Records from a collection

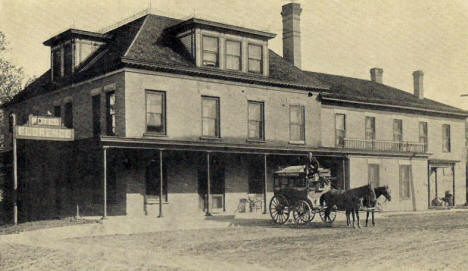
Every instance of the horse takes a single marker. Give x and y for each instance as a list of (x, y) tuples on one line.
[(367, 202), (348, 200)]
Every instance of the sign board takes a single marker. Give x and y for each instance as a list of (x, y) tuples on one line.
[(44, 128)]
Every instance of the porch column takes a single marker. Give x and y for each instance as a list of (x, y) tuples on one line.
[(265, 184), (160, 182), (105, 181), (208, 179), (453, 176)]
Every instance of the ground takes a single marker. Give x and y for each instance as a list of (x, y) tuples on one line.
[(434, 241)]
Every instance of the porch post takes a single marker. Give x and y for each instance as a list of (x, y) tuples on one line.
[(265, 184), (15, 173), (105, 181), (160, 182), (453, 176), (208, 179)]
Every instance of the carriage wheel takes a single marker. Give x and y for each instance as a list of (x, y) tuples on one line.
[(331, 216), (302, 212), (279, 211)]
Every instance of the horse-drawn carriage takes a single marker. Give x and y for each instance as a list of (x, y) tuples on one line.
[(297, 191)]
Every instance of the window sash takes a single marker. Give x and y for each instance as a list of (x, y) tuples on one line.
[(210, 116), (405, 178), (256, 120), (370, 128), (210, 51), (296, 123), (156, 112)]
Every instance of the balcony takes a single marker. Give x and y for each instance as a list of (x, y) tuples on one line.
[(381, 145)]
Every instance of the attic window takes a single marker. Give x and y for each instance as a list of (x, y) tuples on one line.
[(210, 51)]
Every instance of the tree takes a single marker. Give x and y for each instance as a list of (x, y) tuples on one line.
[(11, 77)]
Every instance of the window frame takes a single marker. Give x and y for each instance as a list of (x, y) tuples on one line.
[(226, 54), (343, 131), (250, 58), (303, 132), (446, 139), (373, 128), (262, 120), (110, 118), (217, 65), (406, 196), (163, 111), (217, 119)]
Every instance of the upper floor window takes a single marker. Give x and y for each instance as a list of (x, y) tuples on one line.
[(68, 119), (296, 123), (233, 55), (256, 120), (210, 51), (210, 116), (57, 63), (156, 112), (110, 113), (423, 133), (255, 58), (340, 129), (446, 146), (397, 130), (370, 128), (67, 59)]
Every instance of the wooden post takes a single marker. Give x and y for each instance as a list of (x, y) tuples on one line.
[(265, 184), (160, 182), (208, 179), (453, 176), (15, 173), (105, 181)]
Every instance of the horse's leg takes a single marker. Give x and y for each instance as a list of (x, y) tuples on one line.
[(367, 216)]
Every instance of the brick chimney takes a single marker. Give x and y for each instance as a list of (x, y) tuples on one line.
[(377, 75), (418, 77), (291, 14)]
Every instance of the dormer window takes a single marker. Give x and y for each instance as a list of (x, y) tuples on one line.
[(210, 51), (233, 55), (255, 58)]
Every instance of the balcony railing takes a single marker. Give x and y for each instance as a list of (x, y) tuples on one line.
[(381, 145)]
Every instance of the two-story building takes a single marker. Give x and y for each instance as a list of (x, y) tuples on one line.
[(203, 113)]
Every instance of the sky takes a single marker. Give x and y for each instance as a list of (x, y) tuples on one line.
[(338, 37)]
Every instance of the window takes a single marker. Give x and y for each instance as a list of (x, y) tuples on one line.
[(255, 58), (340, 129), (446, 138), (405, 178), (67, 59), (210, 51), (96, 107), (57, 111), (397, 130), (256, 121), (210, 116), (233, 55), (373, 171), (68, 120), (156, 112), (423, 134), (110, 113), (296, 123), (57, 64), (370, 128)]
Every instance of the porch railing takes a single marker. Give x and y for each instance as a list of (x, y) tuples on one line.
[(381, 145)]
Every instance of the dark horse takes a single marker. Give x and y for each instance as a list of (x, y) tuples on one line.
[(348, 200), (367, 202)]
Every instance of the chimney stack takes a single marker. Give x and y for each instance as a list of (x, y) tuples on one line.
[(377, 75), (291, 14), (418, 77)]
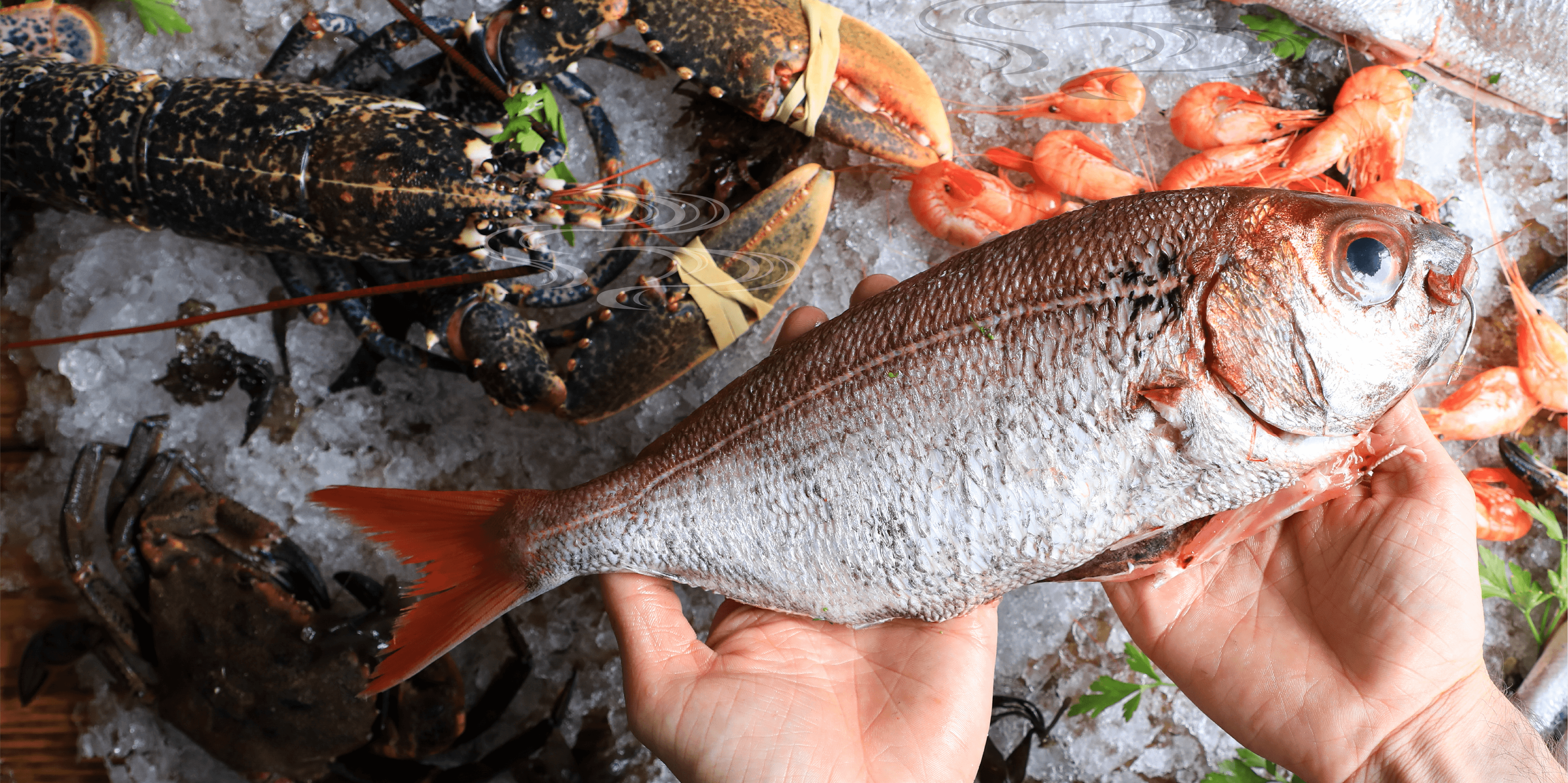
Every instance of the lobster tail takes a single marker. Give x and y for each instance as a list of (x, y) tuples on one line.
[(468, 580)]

▶ What you will do
Set each line of the records down again exactly as it reads. Omit the pictures.

▶ Solved exercise
Every instance of the horse takes a single marker. Give x and y for each instance as a list of (x, y) tuples on one line.
[(367, 202), (348, 200)]
Every instance of the sign board takes a single marker. Give x and y for each instance as a list of (x, y) tuples on one line.
[(44, 128)]
Every instance of the porch column takes a single marker. Give x and y for each instance as a list of (x, y) tuples on one line.
[(265, 184), (160, 182), (105, 181), (208, 179), (453, 176)]
Every instance of the ground takes a single marker. Give x and y for each instance as a list of (x, y) tuples on one line.
[(434, 241)]
Every instance of the porch post takes a single marker. Give x and y for each instance as a list of (x, y) tuples on one line.
[(265, 184), (15, 173), (105, 181), (160, 182), (453, 176), (208, 179)]
Every instance of the carriage wheel takes a single marker. Give x and y for each instance as a list of (x, y) tuples on one line.
[(331, 216), (302, 212), (279, 211)]
Every instance of the horse-drawn carriage takes a single marker. Give x and y for each instance as a list of (x, y) tuples on one line.
[(297, 191)]
Every instance of the window sash takes a single marker. Give x and y for each instance as a list of (x, y) tuples on one line.
[(210, 116), (405, 178), (256, 120), (370, 128), (210, 51), (296, 123), (156, 112)]
Every instance of the balcony takes a single marker. Give x and y for each instance as a list of (x, y) tuples on one line.
[(381, 145)]
Every instance of the attic window takes a single marker. Give x and y for each instance as a list of (x, y) tuples on one line.
[(210, 51)]
Every instance of the tree takes a single marker. Give x and y for each instance as a list of (x, y) tuples on one line.
[(11, 77)]
Every instance of the window frame takes a single marker. Give x and y for each instance as a list of (x, y) tuples on one line.
[(226, 54), (343, 131), (250, 58), (303, 132), (446, 139), (373, 128), (262, 120), (110, 118), (217, 65), (406, 196), (163, 111), (217, 119)]
Every instance of the upper floor window takes a single marker. Give x and y for each instance as a list of (x, y) tuples on one line.
[(68, 119), (296, 123), (233, 55), (256, 120), (210, 51), (210, 116), (57, 63), (156, 112), (110, 113), (423, 133), (255, 58), (340, 129), (446, 146), (397, 130), (370, 128), (67, 59)]
Every instance of the wooden post takes a single marker. Give x and y for each instance as a list of (x, y) tuples on one line.
[(265, 184), (160, 182), (208, 179), (453, 176), (15, 173), (105, 181)]
Every instance of the horse's leg takes a single marker. Give x and y for each instance as a list of (x, y) tuples on one line.
[(367, 216)]
Every instance of the brick chimney takes a single marker. Give x and y for each instance as a list of (x, y) tuples on one line.
[(377, 75), (418, 77), (291, 14)]
Every instance of the dormer window takes a single marker. Give x and y for each instance as a list of (x, y) tuples on one line.
[(210, 51), (233, 55), (255, 58)]
Every instance of the balcony railing takes a single marker. Give x and y for each instance as a list of (x, y) tuples on one line.
[(381, 145)]
Every instance of the two-story building takes a single marker. Give x and y for each instance as a list of (x, y) tuples on one line.
[(203, 113)]
Every instance of the sky takes a single marker. Give x and y for each instance as a list of (x, y) tuples on one line.
[(338, 37)]
Every instance of the window takes a single marker. Give x and y for each instance as a list of (x, y) tuples on one line.
[(255, 58), (340, 129), (446, 138), (405, 178), (67, 59), (210, 51), (96, 107), (57, 111), (397, 130), (256, 121), (210, 116), (233, 55), (373, 171), (68, 120), (156, 112), (423, 134), (110, 113), (296, 123), (57, 64), (370, 128)]
Every instance of the porch railing takes a single marker. Give x and y for each instance as a list of (x, y) tuples on one line.
[(381, 145)]
Every instance of the dark horse takes a single marker. Give x and y for each instance as a list of (x, y) tuples on one line.
[(348, 200), (367, 202)]
Every instance of the chimney stack takes a single marker. Give x and y for each instance as a list of (x, y) tuples on one line.
[(377, 75), (291, 14), (418, 77)]
Every instance of the lobster tail takes a single marker. Give x and y for each instance as a list of (x, y) tuples on one line.
[(468, 580)]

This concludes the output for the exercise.